**GOAL OF THE EXERCISE:**
Look through the lines below, find those with the word "target", and copy them.

=== ENTRIES SHOWN ===

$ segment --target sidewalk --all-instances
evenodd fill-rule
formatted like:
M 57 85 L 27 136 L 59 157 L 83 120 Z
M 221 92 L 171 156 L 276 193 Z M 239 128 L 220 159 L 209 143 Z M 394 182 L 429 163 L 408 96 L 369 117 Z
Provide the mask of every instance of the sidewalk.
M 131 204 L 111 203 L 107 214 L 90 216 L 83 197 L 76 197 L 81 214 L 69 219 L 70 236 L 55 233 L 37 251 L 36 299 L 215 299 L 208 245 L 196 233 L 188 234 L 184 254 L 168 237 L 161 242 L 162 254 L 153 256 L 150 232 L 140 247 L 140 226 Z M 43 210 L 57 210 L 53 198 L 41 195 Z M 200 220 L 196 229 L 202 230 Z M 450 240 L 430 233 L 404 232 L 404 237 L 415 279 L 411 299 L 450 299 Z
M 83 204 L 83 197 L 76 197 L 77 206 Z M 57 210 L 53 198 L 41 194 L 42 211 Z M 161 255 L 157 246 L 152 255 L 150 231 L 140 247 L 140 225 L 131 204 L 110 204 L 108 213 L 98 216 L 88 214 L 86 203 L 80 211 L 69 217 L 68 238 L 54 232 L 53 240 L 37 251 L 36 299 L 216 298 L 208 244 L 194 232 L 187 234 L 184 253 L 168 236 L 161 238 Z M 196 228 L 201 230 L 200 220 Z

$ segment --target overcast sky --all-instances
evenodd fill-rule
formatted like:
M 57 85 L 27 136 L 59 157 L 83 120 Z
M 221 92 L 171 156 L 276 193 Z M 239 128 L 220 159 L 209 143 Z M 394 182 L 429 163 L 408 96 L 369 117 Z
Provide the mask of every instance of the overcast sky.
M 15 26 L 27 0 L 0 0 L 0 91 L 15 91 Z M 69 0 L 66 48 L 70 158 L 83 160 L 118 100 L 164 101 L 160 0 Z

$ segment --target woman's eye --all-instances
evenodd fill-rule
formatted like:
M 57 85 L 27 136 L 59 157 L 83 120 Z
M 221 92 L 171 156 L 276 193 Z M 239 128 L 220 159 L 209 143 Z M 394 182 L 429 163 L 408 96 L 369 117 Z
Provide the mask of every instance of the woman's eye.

===

**SOLUTION TO THIS EXERCISE:**
$ segment --target sidewalk --all-instances
$ segment --target overcast sky --all-instances
$ segment --target woman's eye --all-instances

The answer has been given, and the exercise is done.